## Task goal
Recast the lines below as a JSON list of strings, with one string per line and blank lines omitted.

(Extracted data entries)
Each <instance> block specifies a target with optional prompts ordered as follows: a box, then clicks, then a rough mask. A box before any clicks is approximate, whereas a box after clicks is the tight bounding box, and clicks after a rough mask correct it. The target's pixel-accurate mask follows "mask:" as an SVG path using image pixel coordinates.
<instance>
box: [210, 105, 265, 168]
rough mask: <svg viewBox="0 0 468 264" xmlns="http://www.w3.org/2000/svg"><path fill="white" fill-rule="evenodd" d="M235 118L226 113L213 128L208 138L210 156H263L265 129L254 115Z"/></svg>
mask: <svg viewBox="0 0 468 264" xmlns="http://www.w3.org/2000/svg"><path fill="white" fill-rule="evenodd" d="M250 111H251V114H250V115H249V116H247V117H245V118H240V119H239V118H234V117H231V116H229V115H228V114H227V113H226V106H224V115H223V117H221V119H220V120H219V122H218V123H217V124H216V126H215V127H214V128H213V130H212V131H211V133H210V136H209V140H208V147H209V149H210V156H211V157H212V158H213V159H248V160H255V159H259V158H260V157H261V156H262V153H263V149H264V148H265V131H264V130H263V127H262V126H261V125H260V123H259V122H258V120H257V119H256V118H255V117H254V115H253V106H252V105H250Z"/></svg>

## Result of this exercise
[
  "Each <instance> block specifies a target with optional prompts ordered as follows: a box, then clicks, then a rough mask. A box before any clicks is approximate, whereas a box after clicks is the tight bounding box, and clicks after a rough mask correct it. The target's pixel-accurate mask follows \"mask:\" as an SVG path using image pixel coordinates.",
  "<instance>",
  "box: [210, 105, 265, 168]",
  "rough mask: <svg viewBox=\"0 0 468 264\" xmlns=\"http://www.w3.org/2000/svg\"><path fill=\"white\" fill-rule=\"evenodd\" d=\"M235 118L226 113L213 128L208 138L210 156H263L265 129L254 115Z\"/></svg>",
  "mask: <svg viewBox=\"0 0 468 264\" xmlns=\"http://www.w3.org/2000/svg\"><path fill=\"white\" fill-rule=\"evenodd\" d=\"M250 111H251V114H250V115H249V116H247V117H245V118H240V119H239V118H234V117H231V116H229V115H228V114H227V113H226V106H224V115H223V117H221V119H220V120H219V122H218V123H217V124H216V126H215V127H214V128H213V130H212V131H211V133H210V136H209V140H208V147H209V149H210V156H211V157H212V158H213V159H248V160H255V159H259V158H260V157H261V156H262V153H263V149H264V148H265V131H264V130H263V127H262V126H261V125H260V123H259V122H258V120H257V119H256V118H255V117H254V115H253V106H252V105H250Z\"/></svg>"
]